#### Goal
Lay out everything in the records from the line containing "Point out the dried lavender" down to the line containing "<point>91,123</point>", both included, as a numbered list with blank lines left out. Give only those lines.

#### Data supplied
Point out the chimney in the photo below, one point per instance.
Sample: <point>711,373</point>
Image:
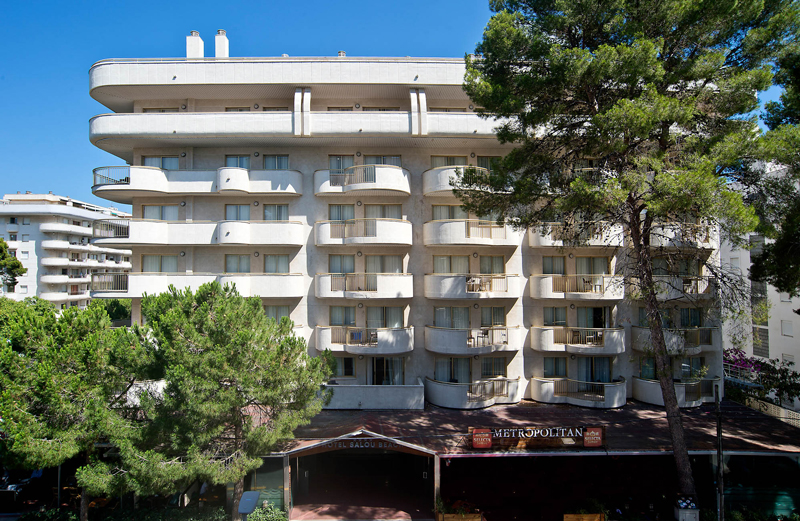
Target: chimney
<point>194,46</point>
<point>221,44</point>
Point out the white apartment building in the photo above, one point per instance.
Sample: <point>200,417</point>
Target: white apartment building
<point>322,185</point>
<point>50,235</point>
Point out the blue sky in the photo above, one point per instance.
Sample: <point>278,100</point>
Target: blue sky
<point>49,46</point>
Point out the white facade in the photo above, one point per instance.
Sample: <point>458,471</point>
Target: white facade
<point>335,173</point>
<point>51,236</point>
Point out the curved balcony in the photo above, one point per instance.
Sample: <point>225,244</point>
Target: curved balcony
<point>680,341</point>
<point>555,235</point>
<point>475,395</point>
<point>364,285</point>
<point>578,340</point>
<point>363,341</point>
<point>597,395</point>
<point>372,180</point>
<point>468,232</point>
<point>468,342</point>
<point>577,287</point>
<point>122,183</point>
<point>436,182</point>
<point>378,232</point>
<point>693,393</point>
<point>471,286</point>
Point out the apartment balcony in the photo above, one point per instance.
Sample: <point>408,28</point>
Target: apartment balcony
<point>367,180</point>
<point>475,395</point>
<point>366,341</point>
<point>681,341</point>
<point>577,287</point>
<point>122,183</point>
<point>383,397</point>
<point>594,236</point>
<point>127,232</point>
<point>578,340</point>
<point>597,395</point>
<point>472,286</point>
<point>691,393</point>
<point>469,342</point>
<point>364,285</point>
<point>468,232</point>
<point>376,232</point>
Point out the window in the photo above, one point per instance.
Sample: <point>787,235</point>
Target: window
<point>448,212</point>
<point>453,370</point>
<point>382,160</point>
<point>237,264</point>
<point>345,366</point>
<point>556,317</point>
<point>276,162</point>
<point>159,263</point>
<point>163,162</point>
<point>555,366</point>
<point>237,212</point>
<point>343,316</point>
<point>440,161</point>
<point>276,264</point>
<point>493,367</point>
<point>451,264</point>
<point>237,161</point>
<point>451,317</point>
<point>160,213</point>
<point>276,313</point>
<point>276,212</point>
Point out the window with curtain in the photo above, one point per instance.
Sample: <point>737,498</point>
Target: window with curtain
<point>237,161</point>
<point>237,263</point>
<point>237,212</point>
<point>382,160</point>
<point>451,317</point>
<point>453,370</point>
<point>160,213</point>
<point>383,211</point>
<point>159,263</point>
<point>341,212</point>
<point>451,264</point>
<point>493,367</point>
<point>493,264</point>
<point>276,313</point>
<point>555,316</point>
<point>555,366</point>
<point>341,264</point>
<point>384,264</point>
<point>493,316</point>
<point>343,316</point>
<point>448,212</point>
<point>438,161</point>
<point>276,162</point>
<point>276,212</point>
<point>276,264</point>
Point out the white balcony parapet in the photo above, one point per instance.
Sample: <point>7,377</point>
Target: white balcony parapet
<point>482,341</point>
<point>468,232</point>
<point>363,180</point>
<point>365,341</point>
<point>363,231</point>
<point>577,287</point>
<point>475,395</point>
<point>691,393</point>
<point>578,340</point>
<point>364,285</point>
<point>471,286</point>
<point>597,395</point>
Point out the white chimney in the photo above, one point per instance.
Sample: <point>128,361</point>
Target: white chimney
<point>194,46</point>
<point>221,44</point>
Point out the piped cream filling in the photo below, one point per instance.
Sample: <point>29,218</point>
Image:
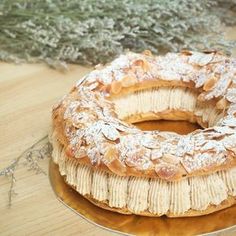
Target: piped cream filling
<point>158,100</point>
<point>139,194</point>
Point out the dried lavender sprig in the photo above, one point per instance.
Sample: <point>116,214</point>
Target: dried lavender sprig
<point>31,155</point>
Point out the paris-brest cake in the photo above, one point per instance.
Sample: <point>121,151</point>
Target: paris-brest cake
<point>119,167</point>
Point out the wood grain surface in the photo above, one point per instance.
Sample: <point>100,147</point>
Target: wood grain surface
<point>27,93</point>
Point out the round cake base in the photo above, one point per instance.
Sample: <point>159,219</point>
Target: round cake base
<point>222,221</point>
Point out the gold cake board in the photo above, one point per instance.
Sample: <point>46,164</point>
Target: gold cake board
<point>223,221</point>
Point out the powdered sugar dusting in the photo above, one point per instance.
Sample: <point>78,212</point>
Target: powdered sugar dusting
<point>91,123</point>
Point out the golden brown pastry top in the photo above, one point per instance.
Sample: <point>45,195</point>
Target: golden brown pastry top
<point>87,125</point>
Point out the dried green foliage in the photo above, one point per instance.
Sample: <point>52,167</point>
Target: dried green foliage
<point>94,31</point>
<point>30,158</point>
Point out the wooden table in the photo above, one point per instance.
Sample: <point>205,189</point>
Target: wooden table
<point>27,93</point>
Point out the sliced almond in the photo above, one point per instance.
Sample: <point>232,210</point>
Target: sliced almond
<point>201,97</point>
<point>210,83</point>
<point>201,59</point>
<point>170,159</point>
<point>116,87</point>
<point>166,171</point>
<point>111,154</point>
<point>147,53</point>
<point>186,52</point>
<point>80,152</point>
<point>117,167</point>
<point>110,132</point>
<point>222,104</point>
<point>129,80</point>
<point>142,63</point>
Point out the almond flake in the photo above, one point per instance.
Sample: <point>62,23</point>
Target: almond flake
<point>116,87</point>
<point>169,158</point>
<point>110,154</point>
<point>147,53</point>
<point>80,152</point>
<point>129,80</point>
<point>222,104</point>
<point>143,64</point>
<point>110,132</point>
<point>210,83</point>
<point>231,95</point>
<point>166,171</point>
<point>200,59</point>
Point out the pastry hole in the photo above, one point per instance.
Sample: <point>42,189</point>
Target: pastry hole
<point>178,109</point>
<point>179,127</point>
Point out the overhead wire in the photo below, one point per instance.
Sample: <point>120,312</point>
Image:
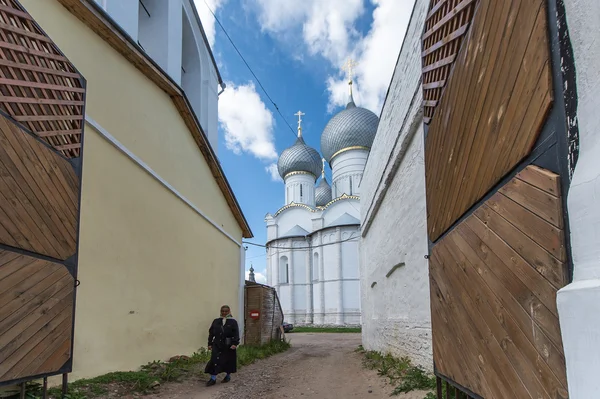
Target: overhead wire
<point>302,248</point>
<point>256,78</point>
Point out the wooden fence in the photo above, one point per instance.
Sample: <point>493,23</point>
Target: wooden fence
<point>42,99</point>
<point>267,327</point>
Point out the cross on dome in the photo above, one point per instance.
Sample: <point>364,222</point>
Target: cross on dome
<point>349,68</point>
<point>299,114</point>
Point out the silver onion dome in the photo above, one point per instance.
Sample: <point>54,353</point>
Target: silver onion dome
<point>323,193</point>
<point>351,127</point>
<point>299,158</point>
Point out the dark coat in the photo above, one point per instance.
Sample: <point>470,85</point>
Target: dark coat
<point>223,359</point>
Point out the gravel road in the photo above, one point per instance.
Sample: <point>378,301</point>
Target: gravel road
<point>317,366</point>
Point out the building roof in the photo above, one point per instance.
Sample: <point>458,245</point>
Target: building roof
<point>344,220</point>
<point>295,231</point>
<point>299,158</point>
<point>352,127</point>
<point>104,26</point>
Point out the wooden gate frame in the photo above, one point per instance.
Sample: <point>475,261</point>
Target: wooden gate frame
<point>40,123</point>
<point>556,148</point>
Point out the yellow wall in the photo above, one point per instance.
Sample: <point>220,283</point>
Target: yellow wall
<point>142,250</point>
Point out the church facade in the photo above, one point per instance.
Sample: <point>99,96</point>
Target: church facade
<point>313,240</point>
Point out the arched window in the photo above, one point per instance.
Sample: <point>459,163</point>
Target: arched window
<point>284,270</point>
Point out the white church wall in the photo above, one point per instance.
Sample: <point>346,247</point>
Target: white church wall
<point>300,189</point>
<point>579,302</point>
<point>291,217</point>
<point>395,311</point>
<point>337,209</point>
<point>347,170</point>
<point>350,252</point>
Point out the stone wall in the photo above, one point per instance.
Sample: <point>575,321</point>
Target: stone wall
<point>581,299</point>
<point>395,307</point>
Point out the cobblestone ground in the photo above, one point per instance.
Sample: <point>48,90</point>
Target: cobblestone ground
<point>317,366</point>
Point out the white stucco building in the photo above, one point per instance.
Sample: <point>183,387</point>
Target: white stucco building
<point>171,34</point>
<point>312,248</point>
<point>394,270</point>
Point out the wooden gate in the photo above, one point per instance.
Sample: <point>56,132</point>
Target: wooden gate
<point>497,173</point>
<point>41,126</point>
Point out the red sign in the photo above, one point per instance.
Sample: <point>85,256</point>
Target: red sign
<point>254,314</point>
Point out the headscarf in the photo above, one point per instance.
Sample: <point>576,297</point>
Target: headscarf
<point>228,316</point>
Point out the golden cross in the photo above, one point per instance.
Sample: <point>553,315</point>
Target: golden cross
<point>299,114</point>
<point>349,68</point>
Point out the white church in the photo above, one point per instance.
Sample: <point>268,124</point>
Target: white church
<point>313,240</point>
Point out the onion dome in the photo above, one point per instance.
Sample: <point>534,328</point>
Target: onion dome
<point>353,127</point>
<point>299,158</point>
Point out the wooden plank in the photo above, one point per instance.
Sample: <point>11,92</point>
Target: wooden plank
<point>17,271</point>
<point>543,233</point>
<point>466,346</point>
<point>547,265</point>
<point>31,363</point>
<point>508,366</point>
<point>61,239</point>
<point>56,285</point>
<point>63,219</point>
<point>542,179</point>
<point>471,60</point>
<point>544,291</point>
<point>465,156</point>
<point>547,207</point>
<point>448,17</point>
<point>536,364</point>
<point>19,348</point>
<point>522,84</point>
<point>464,192</point>
<point>536,324</point>
<point>24,145</point>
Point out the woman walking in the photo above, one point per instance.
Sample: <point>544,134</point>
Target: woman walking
<point>223,339</point>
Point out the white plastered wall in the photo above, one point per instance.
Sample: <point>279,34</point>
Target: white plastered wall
<point>579,302</point>
<point>395,309</point>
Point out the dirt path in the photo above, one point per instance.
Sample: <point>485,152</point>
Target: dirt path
<point>317,366</point>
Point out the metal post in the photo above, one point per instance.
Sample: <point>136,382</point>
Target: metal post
<point>65,384</point>
<point>438,383</point>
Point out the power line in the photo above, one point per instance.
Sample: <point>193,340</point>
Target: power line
<point>255,77</point>
<point>303,248</point>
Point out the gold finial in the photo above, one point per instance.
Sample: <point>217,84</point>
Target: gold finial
<point>349,68</point>
<point>299,114</point>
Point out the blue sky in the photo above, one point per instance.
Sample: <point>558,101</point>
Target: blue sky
<point>296,48</point>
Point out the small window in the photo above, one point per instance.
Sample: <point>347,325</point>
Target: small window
<point>283,270</point>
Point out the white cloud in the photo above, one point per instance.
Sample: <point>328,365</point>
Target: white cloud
<point>328,29</point>
<point>327,26</point>
<point>246,121</point>
<point>259,277</point>
<point>274,173</point>
<point>208,21</point>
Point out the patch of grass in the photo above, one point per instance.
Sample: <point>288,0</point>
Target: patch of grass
<point>400,372</point>
<point>178,368</point>
<point>326,329</point>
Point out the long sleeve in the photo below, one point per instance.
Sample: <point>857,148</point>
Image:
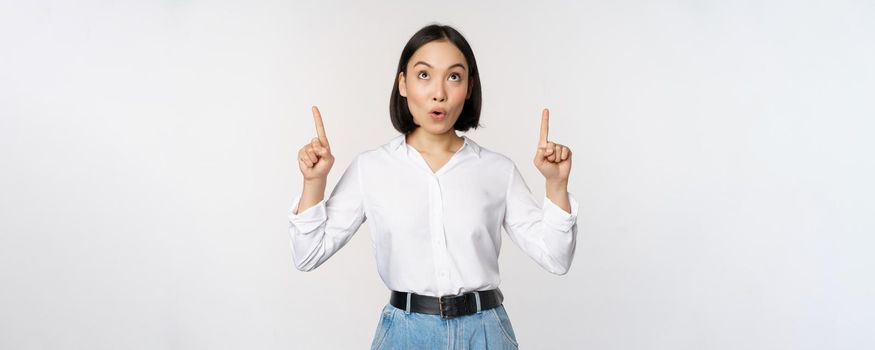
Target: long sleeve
<point>320,231</point>
<point>547,234</point>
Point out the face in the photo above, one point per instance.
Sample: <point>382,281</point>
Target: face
<point>436,86</point>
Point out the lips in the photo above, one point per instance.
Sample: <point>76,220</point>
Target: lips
<point>438,113</point>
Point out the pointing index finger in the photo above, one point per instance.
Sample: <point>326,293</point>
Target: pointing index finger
<point>320,128</point>
<point>545,126</point>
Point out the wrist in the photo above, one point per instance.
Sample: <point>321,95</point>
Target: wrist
<point>553,184</point>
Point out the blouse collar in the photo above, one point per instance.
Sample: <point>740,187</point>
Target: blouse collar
<point>396,143</point>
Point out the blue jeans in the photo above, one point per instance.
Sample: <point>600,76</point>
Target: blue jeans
<point>488,329</point>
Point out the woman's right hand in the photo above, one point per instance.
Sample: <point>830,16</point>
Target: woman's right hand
<point>315,158</point>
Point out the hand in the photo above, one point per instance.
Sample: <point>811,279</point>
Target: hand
<point>315,158</point>
<point>552,159</point>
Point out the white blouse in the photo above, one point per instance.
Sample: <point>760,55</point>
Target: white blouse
<point>435,233</point>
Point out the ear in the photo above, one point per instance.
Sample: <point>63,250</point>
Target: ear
<point>402,84</point>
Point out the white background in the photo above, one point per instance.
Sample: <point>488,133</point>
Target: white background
<point>723,158</point>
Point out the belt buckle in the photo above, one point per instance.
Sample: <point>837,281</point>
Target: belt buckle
<point>441,305</point>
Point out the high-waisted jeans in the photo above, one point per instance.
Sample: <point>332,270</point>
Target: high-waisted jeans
<point>488,329</point>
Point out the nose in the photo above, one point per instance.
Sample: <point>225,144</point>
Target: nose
<point>440,94</point>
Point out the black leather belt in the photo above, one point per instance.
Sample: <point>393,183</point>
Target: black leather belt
<point>448,306</point>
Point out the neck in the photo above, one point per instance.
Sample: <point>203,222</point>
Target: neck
<point>429,143</point>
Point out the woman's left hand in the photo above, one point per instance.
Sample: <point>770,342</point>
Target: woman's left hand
<point>552,159</point>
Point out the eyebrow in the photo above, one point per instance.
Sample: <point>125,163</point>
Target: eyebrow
<point>429,66</point>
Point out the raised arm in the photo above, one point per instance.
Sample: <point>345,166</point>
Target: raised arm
<point>318,228</point>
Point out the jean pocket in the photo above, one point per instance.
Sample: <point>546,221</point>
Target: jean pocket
<point>383,326</point>
<point>504,324</point>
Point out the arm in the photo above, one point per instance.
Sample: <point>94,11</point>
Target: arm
<point>320,230</point>
<point>546,233</point>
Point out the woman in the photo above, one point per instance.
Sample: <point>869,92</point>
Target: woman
<point>436,202</point>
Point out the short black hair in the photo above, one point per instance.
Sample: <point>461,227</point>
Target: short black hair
<point>399,111</point>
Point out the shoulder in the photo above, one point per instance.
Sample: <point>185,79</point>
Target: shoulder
<point>489,155</point>
<point>381,151</point>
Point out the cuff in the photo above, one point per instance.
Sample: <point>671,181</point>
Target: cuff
<point>307,220</point>
<point>558,217</point>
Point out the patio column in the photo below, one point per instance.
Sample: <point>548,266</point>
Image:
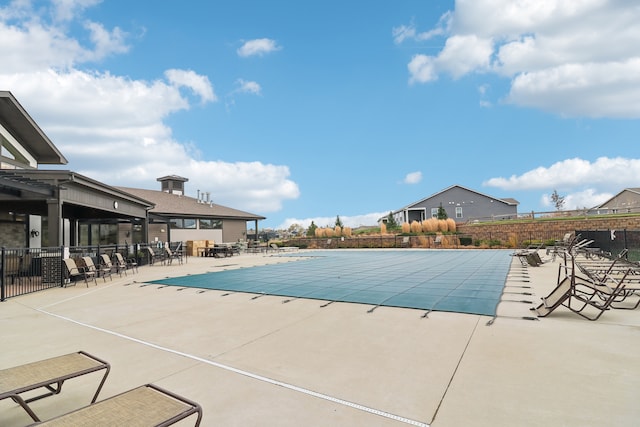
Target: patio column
<point>54,214</point>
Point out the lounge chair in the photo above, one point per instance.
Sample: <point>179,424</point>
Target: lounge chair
<point>102,270</point>
<point>589,297</point>
<point>105,262</point>
<point>147,405</point>
<point>555,299</point>
<point>128,263</point>
<point>153,257</point>
<point>171,255</point>
<point>274,247</point>
<point>73,271</point>
<point>49,374</point>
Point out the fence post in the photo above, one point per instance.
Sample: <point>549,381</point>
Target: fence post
<point>2,267</point>
<point>63,272</point>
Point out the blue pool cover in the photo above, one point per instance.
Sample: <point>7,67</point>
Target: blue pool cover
<point>464,281</point>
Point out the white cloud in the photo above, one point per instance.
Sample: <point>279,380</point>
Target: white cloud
<point>583,183</point>
<point>577,200</point>
<point>112,128</point>
<point>577,58</point>
<point>413,178</point>
<point>354,221</point>
<point>251,87</point>
<point>200,85</point>
<point>409,32</point>
<point>615,172</point>
<point>259,47</point>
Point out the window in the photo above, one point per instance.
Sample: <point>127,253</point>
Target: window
<point>186,223</point>
<point>210,224</point>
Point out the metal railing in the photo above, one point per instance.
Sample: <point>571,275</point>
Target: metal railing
<point>27,270</point>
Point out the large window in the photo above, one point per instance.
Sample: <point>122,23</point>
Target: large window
<point>210,224</point>
<point>185,223</point>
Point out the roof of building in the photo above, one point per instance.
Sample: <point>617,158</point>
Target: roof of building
<point>25,130</point>
<point>603,205</point>
<point>508,201</point>
<point>174,204</point>
<point>172,178</point>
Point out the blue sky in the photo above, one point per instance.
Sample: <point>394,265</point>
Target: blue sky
<point>303,111</point>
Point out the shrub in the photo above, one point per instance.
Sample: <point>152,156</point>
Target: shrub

#### Task result
1. Point out the dried lavender sprig in the photo above, one point per instance.
2. Sample: <point>116,214</point>
3. Target: dried lavender sprig
4. <point>31,155</point>
5. Point out the paris-brest cake in the photo above, one point per instance.
6. Sample: <point>121,151</point>
7. Target: paris-brest cake
8. <point>119,167</point>
9. Point out the wood grain surface in the photo above, one point per instance.
10. Sample: <point>100,147</point>
11. Target: wood grain surface
12. <point>27,93</point>
13. Point out the round cake base in the photo above, one point per instance.
14. Sample: <point>159,219</point>
15. Target: round cake base
16. <point>222,221</point>
17. Point out the gold cake board in the photo above, one point per instance.
18. Sample: <point>46,164</point>
19. Target: gold cake board
20. <point>223,221</point>
21. Point out the powdered sugar dusting in the photo above, one point per instance.
22. Sample: <point>78,212</point>
23. Target: powdered sugar dusting
24. <point>91,123</point>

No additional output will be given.